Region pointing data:
+ + + + +

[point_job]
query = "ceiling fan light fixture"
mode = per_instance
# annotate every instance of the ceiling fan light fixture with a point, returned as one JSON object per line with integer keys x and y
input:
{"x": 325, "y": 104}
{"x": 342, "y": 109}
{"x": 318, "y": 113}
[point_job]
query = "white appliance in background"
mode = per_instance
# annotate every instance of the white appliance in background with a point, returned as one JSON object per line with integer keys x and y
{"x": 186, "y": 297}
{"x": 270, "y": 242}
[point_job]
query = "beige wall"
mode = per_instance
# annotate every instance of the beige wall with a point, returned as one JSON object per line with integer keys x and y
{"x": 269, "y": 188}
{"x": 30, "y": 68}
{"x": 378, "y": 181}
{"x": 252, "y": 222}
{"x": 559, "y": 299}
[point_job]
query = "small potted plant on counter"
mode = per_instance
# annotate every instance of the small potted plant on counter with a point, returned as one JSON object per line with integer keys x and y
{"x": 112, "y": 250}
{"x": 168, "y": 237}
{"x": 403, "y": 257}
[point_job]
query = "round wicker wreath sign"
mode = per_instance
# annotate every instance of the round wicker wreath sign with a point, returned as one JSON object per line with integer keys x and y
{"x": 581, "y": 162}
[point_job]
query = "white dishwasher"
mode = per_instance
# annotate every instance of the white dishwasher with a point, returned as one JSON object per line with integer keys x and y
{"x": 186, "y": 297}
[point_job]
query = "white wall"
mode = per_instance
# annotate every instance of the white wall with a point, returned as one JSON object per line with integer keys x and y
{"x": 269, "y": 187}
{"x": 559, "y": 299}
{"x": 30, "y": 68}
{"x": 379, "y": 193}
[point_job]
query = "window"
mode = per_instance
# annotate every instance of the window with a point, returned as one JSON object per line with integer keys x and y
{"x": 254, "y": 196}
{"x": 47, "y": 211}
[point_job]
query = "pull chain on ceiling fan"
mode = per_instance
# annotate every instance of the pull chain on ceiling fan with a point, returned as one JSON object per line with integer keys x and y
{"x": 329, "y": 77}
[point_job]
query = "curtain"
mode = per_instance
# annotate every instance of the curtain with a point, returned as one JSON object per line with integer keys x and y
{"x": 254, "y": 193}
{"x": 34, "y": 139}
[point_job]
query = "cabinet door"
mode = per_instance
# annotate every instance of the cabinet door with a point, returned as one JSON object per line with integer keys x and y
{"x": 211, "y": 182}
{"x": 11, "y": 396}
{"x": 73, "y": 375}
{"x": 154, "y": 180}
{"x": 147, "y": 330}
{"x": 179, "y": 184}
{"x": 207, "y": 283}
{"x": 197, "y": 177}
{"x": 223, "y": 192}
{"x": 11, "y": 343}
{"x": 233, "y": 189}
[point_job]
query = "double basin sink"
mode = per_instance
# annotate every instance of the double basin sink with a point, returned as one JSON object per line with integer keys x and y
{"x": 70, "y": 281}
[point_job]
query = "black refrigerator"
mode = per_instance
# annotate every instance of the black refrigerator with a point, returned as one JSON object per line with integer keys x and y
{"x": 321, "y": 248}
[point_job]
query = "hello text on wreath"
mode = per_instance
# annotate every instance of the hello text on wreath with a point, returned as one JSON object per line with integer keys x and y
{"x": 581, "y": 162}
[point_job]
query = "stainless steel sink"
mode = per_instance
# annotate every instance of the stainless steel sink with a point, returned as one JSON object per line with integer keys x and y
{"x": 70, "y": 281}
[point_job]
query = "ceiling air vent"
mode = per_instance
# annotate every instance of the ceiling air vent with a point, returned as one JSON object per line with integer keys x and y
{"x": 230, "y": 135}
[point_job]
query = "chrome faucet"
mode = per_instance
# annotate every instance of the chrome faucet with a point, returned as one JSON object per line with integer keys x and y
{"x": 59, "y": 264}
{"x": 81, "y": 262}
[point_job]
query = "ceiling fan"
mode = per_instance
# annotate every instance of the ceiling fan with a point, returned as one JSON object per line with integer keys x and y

+ + + + +

Your assignment ->
Write out the entries above once more, without altering anything.

Task output ->
[point_job]
query = "ceiling fan light fixture"
mode = per_instance
# annotate every instance of the ceiling fan light fixture with a point, returned as one JSON object per line with integer keys x and y
input:
{"x": 325, "y": 104}
{"x": 342, "y": 109}
{"x": 318, "y": 113}
[point_job]
query = "white appliance in background"
mode = per_instance
# annotate every instance of the white appliance in background with a point, returned as one JSON object per line with integer keys x and y
{"x": 186, "y": 297}
{"x": 270, "y": 242}
[point_job]
query = "beige wall"
mode = per_instance
# annotate every instance of the beige wall with a point, returned as one JSON object per line with integer keys x and y
{"x": 269, "y": 188}
{"x": 30, "y": 68}
{"x": 378, "y": 181}
{"x": 252, "y": 222}
{"x": 559, "y": 299}
[point_job]
query = "small potted plant on counter"
mode = per_instance
# annotate every instance of the small potted plant on counter with a point, returned as one JSON object per line with integer keys x and y
{"x": 112, "y": 250}
{"x": 168, "y": 237}
{"x": 403, "y": 257}
[point_job]
query = "round wicker wreath sign"
mode = per_instance
# annotate every instance of the round wicker wreath sign with a point, returned as one JSON object per line with integer keys x and y
{"x": 581, "y": 162}
[point_job]
query = "white dishwasher"
mode = per_instance
# annotate every instance of the white dishwasher with a point, returned as one JSON object per line with integer keys x and y
{"x": 186, "y": 297}
[point_job]
query = "white wall"
mode = per_instance
# annotate every instance of the white wall with a point, returned as one JSON object per line with integer keys x and y
{"x": 269, "y": 187}
{"x": 559, "y": 299}
{"x": 30, "y": 68}
{"x": 379, "y": 193}
[point_job]
query = "window"
mode = per_instance
# annotate every instance of the window with a point, returned as one JSON object per line with integer keys x and y
{"x": 254, "y": 196}
{"x": 47, "y": 211}
[point_job]
query = "pull chain on ceiling fan"
mode = per_instance
# annotate every instance of the pull chain on ceiling fan with a point, returned as one JSON object per line with integer keys x and y
{"x": 329, "y": 77}
[point_job]
query = "curtain"
mode = per_instance
# annotate every instance of the curtain with a point, returned as one JSON object per line with integer keys x and y
{"x": 254, "y": 193}
{"x": 34, "y": 139}
[point_job]
query = "cabinet door"
mode = per_instance
# annotate every instance of the cabinet door with a point, returned as one JSON object per line with integer keys x and y
{"x": 211, "y": 182}
{"x": 11, "y": 396}
{"x": 73, "y": 375}
{"x": 154, "y": 180}
{"x": 147, "y": 330}
{"x": 179, "y": 184}
{"x": 207, "y": 283}
{"x": 197, "y": 177}
{"x": 223, "y": 192}
{"x": 11, "y": 343}
{"x": 233, "y": 189}
[point_job]
query = "double basin sink"
mode = per_instance
# annotate every instance of the double basin sink with a point, returned as one JSON object per line with integer keys x and y
{"x": 70, "y": 281}
[point_job]
query = "black refrigerator"
mode = per_instance
# annotate every instance of the black refrigerator with a point, returned as one JSON object per line with integer keys x and y
{"x": 321, "y": 248}
[point_job]
query = "hello text on wreath"
mode = per_instance
# annotate every instance of the hello text on wreath with a point, returned as one JSON object per line with integer keys x and y
{"x": 581, "y": 162}
[point_job]
query = "stainless steel sink"
mode = per_instance
# annotate every instance of the stainless steel sink with a point, returned as one JSON object per line with integer keys x and y
{"x": 70, "y": 281}
[point_job]
query = "ceiling air vent"
mode = per_instance
# annotate every instance of the ceiling air vent with a point, returned as one JSON object per line with integer keys x and y
{"x": 230, "y": 135}
[point_job]
query = "chrome faucet"
mode = per_instance
# annotate every instance of the chrome faucet with a point, returned as one JSON object per line with integer keys x and y
{"x": 59, "y": 264}
{"x": 81, "y": 262}
[point_job]
query = "ceiling fan"
mode = per_instance
# annotate every instance of the ceiling fan with a point, returned as one JSON object per line with integer keys x and y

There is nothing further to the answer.